• _Required task_
Each line that follows should be printed again exactly as it stands.

• _Data to process_

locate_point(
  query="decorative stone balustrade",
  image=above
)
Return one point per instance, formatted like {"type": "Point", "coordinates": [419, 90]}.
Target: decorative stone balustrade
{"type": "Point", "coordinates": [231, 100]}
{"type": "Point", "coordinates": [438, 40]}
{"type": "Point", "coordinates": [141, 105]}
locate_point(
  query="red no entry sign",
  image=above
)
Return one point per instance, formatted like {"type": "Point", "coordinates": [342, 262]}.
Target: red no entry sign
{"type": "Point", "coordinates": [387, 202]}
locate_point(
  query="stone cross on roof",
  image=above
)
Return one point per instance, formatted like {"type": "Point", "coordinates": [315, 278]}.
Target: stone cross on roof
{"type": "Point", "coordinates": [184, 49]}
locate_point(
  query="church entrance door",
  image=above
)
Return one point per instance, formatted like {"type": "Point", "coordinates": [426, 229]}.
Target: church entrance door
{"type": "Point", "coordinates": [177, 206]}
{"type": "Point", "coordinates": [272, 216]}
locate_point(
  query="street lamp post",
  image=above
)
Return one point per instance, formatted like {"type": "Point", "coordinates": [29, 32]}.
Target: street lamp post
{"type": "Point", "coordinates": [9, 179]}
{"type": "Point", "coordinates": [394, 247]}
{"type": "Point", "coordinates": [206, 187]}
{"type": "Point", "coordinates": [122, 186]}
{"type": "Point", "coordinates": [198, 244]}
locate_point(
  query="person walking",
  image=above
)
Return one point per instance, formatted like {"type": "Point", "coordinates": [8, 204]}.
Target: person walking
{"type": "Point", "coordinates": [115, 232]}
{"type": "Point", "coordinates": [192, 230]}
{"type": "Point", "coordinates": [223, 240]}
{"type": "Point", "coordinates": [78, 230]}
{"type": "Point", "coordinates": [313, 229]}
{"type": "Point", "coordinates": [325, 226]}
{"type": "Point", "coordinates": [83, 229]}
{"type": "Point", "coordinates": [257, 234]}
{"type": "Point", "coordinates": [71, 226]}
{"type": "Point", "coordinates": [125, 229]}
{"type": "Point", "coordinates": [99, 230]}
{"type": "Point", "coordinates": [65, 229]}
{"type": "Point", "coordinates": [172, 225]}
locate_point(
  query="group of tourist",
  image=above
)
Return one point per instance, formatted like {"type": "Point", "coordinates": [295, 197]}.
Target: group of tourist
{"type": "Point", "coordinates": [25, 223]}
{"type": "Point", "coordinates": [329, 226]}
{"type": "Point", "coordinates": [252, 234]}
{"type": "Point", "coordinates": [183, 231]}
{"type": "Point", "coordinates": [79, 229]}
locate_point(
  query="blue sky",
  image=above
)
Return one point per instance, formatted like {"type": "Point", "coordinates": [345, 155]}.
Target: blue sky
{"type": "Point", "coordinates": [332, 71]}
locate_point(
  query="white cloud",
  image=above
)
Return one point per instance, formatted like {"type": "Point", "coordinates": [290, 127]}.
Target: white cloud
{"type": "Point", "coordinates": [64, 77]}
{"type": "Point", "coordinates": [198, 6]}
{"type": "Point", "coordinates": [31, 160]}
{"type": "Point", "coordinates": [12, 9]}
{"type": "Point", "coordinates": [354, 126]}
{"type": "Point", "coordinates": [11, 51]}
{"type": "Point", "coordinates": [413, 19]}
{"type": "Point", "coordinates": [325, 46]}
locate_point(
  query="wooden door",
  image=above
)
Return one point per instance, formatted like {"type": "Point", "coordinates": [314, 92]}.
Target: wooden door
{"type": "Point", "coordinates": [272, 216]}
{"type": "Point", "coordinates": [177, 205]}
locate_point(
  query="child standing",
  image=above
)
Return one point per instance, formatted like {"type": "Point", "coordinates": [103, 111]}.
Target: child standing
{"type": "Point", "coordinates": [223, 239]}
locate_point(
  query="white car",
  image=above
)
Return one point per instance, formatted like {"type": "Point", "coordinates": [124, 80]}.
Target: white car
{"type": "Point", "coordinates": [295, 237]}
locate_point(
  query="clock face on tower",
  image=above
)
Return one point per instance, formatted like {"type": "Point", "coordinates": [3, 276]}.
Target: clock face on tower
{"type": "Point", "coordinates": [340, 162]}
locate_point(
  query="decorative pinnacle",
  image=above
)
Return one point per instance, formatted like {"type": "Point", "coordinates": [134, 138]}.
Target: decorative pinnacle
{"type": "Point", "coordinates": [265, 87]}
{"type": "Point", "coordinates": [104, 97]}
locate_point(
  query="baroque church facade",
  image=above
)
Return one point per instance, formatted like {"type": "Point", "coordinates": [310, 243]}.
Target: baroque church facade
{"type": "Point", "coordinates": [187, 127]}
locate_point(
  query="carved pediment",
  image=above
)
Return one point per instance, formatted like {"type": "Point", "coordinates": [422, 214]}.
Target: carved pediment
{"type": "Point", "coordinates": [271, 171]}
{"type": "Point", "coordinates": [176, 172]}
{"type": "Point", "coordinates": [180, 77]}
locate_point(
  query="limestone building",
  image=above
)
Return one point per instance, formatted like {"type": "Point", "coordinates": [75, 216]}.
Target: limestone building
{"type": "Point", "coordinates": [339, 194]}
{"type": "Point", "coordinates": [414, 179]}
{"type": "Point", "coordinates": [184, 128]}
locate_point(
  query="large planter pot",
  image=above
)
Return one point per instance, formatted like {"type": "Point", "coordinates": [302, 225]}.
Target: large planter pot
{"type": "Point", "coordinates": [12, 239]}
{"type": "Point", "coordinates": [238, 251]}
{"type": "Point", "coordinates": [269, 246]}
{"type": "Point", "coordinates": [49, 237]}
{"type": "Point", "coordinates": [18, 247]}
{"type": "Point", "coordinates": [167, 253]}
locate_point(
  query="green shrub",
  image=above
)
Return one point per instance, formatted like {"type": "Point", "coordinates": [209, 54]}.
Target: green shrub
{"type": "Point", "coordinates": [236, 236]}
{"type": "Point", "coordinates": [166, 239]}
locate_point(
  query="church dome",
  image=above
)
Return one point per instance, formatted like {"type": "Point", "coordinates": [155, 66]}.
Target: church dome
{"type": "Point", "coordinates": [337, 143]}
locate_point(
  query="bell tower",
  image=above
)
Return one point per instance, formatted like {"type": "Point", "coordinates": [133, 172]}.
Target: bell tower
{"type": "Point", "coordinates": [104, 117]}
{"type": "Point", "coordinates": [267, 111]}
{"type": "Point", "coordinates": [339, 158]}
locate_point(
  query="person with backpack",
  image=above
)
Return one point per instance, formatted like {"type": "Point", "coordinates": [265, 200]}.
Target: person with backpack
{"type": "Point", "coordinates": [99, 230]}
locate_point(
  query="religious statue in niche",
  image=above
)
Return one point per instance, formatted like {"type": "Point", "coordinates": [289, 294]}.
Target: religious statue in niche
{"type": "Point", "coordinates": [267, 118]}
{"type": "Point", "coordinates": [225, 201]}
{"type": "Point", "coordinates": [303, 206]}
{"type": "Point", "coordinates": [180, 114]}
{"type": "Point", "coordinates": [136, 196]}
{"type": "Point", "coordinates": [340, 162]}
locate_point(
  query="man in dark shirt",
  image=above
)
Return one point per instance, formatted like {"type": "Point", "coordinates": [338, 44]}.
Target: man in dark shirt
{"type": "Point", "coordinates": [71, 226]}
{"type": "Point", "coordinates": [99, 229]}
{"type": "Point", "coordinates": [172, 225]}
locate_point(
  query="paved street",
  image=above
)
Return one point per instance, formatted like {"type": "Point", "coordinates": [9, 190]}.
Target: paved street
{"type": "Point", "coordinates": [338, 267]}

• _The response_
locate_point(
  query="decorative stone balustrade",
  image=above
)
Return one point per instance, formatted like {"type": "Point", "coordinates": [419, 90]}.
Target: decorative stone balustrade
{"type": "Point", "coordinates": [231, 100]}
{"type": "Point", "coordinates": [438, 40]}
{"type": "Point", "coordinates": [141, 105]}
locate_point(
  query="red no entry sign",
  image=above
)
Return one point per instance, formatted like {"type": "Point", "coordinates": [342, 262]}.
Target: red no entry sign
{"type": "Point", "coordinates": [387, 202]}
locate_point(
  query="stone cross on roof",
  image=above
)
Return one point per instance, formatted like {"type": "Point", "coordinates": [315, 278]}.
Target: stone cross on roof
{"type": "Point", "coordinates": [184, 49]}
locate_point(
  query="church entrance door",
  image=above
)
Return one point per instance, formatted like {"type": "Point", "coordinates": [426, 229]}.
Target: church entrance door
{"type": "Point", "coordinates": [177, 206]}
{"type": "Point", "coordinates": [272, 216]}
locate_point(
  query="street lamp post",
  image=above
)
Return one point per instance, formatted like {"type": "Point", "coordinates": [29, 32]}.
Target: street lamp post
{"type": "Point", "coordinates": [9, 179]}
{"type": "Point", "coordinates": [394, 247]}
{"type": "Point", "coordinates": [206, 187]}
{"type": "Point", "coordinates": [122, 186]}
{"type": "Point", "coordinates": [198, 244]}
locate_point(
  query="person walking",
  image=above
)
Return one point per instance, formatted like {"type": "Point", "coordinates": [8, 204]}.
Target: person walking
{"type": "Point", "coordinates": [115, 232]}
{"type": "Point", "coordinates": [192, 230]}
{"type": "Point", "coordinates": [223, 240]}
{"type": "Point", "coordinates": [78, 230]}
{"type": "Point", "coordinates": [313, 229]}
{"type": "Point", "coordinates": [325, 226]}
{"type": "Point", "coordinates": [83, 229]}
{"type": "Point", "coordinates": [257, 234]}
{"type": "Point", "coordinates": [71, 226]}
{"type": "Point", "coordinates": [125, 229]}
{"type": "Point", "coordinates": [99, 230]}
{"type": "Point", "coordinates": [65, 229]}
{"type": "Point", "coordinates": [172, 225]}
locate_point(
  query="group of tourist",
  image=above
)
Return one point per instance, formatted like {"type": "Point", "coordinates": [295, 197]}.
Target: group of tourist
{"type": "Point", "coordinates": [25, 223]}
{"type": "Point", "coordinates": [329, 226]}
{"type": "Point", "coordinates": [252, 234]}
{"type": "Point", "coordinates": [183, 231]}
{"type": "Point", "coordinates": [79, 229]}
locate_point(
  query="blue sky",
  image=above
)
Return one point per instance, formatted like {"type": "Point", "coordinates": [345, 155]}.
Target: blue sky
{"type": "Point", "coordinates": [332, 71]}
locate_point(
  query="white cloud",
  image=above
)
Return one point per instance, formatted like {"type": "Point", "coordinates": [290, 127]}.
Target: white cloud
{"type": "Point", "coordinates": [64, 77]}
{"type": "Point", "coordinates": [198, 6]}
{"type": "Point", "coordinates": [31, 160]}
{"type": "Point", "coordinates": [12, 9]}
{"type": "Point", "coordinates": [354, 126]}
{"type": "Point", "coordinates": [11, 51]}
{"type": "Point", "coordinates": [413, 19]}
{"type": "Point", "coordinates": [325, 46]}
locate_point(
  query="wooden door",
  image=above
)
Return one point per instance, formatted like {"type": "Point", "coordinates": [314, 92]}.
Target: wooden door
{"type": "Point", "coordinates": [272, 216]}
{"type": "Point", "coordinates": [177, 205]}
locate_point(
  query="child standing",
  image=above
)
Return one point per instance, formatted like {"type": "Point", "coordinates": [103, 111]}.
Target: child standing
{"type": "Point", "coordinates": [223, 239]}
locate_point(
  query="white car",
  image=above
)
Return one point per instance, formatted like {"type": "Point", "coordinates": [124, 80]}.
Target: white car
{"type": "Point", "coordinates": [295, 237]}
locate_point(
  query="clock face on tower",
  image=above
)
Return one point per instance, formatted like {"type": "Point", "coordinates": [3, 276]}.
Target: clock face on tower
{"type": "Point", "coordinates": [340, 162]}
locate_point(
  query="decorative pinnacle",
  image=above
)
Return one point per instance, formatted like {"type": "Point", "coordinates": [134, 138]}.
Target: decorative pinnacle
{"type": "Point", "coordinates": [265, 87]}
{"type": "Point", "coordinates": [104, 97]}
locate_point(
  query="baroque church facade",
  image=above
)
Return one point per instance, formatted like {"type": "Point", "coordinates": [310, 243]}.
Target: baroque church facade
{"type": "Point", "coordinates": [187, 127]}
locate_point(
  query="carved pediment",
  image=above
)
Return one point per instance, formatted like {"type": "Point", "coordinates": [422, 214]}.
Target: carved pediment
{"type": "Point", "coordinates": [271, 171]}
{"type": "Point", "coordinates": [176, 172]}
{"type": "Point", "coordinates": [180, 77]}
locate_point(
  query="limestone building",
  image=above
)
Return one point per instance, formatted like {"type": "Point", "coordinates": [75, 216]}.
Target: limestone building
{"type": "Point", "coordinates": [339, 194]}
{"type": "Point", "coordinates": [414, 179]}
{"type": "Point", "coordinates": [184, 128]}
locate_point(
  query="large planter pot",
  image=above
)
Return one point per instance, formatted like {"type": "Point", "coordinates": [302, 225]}.
Target: large planter pot
{"type": "Point", "coordinates": [12, 239]}
{"type": "Point", "coordinates": [238, 251]}
{"type": "Point", "coordinates": [269, 246]}
{"type": "Point", "coordinates": [49, 237]}
{"type": "Point", "coordinates": [18, 247]}
{"type": "Point", "coordinates": [167, 253]}
locate_point(
  query="green shrub",
  image=above
)
Return one point per instance, formatted like {"type": "Point", "coordinates": [209, 54]}.
Target: green shrub
{"type": "Point", "coordinates": [236, 236]}
{"type": "Point", "coordinates": [166, 239]}
locate_point(
  query="church dome",
  image=above
)
Return one point per instance, formatted like {"type": "Point", "coordinates": [155, 66]}.
Target: church dome
{"type": "Point", "coordinates": [337, 143]}
locate_point(
  query="bell tower",
  image=above
)
Return one point per instance, formatted like {"type": "Point", "coordinates": [133, 172]}.
Target: bell tower
{"type": "Point", "coordinates": [104, 117]}
{"type": "Point", "coordinates": [267, 111]}
{"type": "Point", "coordinates": [339, 158]}
locate_point(
  query="person with backpack",
  image=above
)
Return one point per instance, formatted like {"type": "Point", "coordinates": [265, 200]}.
Target: person with backpack
{"type": "Point", "coordinates": [99, 230]}
locate_point(
  query="religious statue in niche",
  image=above
)
Return one point per instance, formatted like {"type": "Point", "coordinates": [289, 294]}.
Target: religious statue in niche
{"type": "Point", "coordinates": [267, 118]}
{"type": "Point", "coordinates": [225, 201]}
{"type": "Point", "coordinates": [303, 206]}
{"type": "Point", "coordinates": [180, 114]}
{"type": "Point", "coordinates": [136, 196]}
{"type": "Point", "coordinates": [340, 162]}
locate_point(
  query="man in dark shirt",
  image=above
)
Return one point per instance, formatted like {"type": "Point", "coordinates": [338, 44]}.
Target: man in dark shirt
{"type": "Point", "coordinates": [71, 226]}
{"type": "Point", "coordinates": [99, 229]}
{"type": "Point", "coordinates": [172, 225]}
locate_point(
  query="paved street",
  image=above
)
Return one point per instance, formatted like {"type": "Point", "coordinates": [9, 190]}.
Target: paved street
{"type": "Point", "coordinates": [338, 267]}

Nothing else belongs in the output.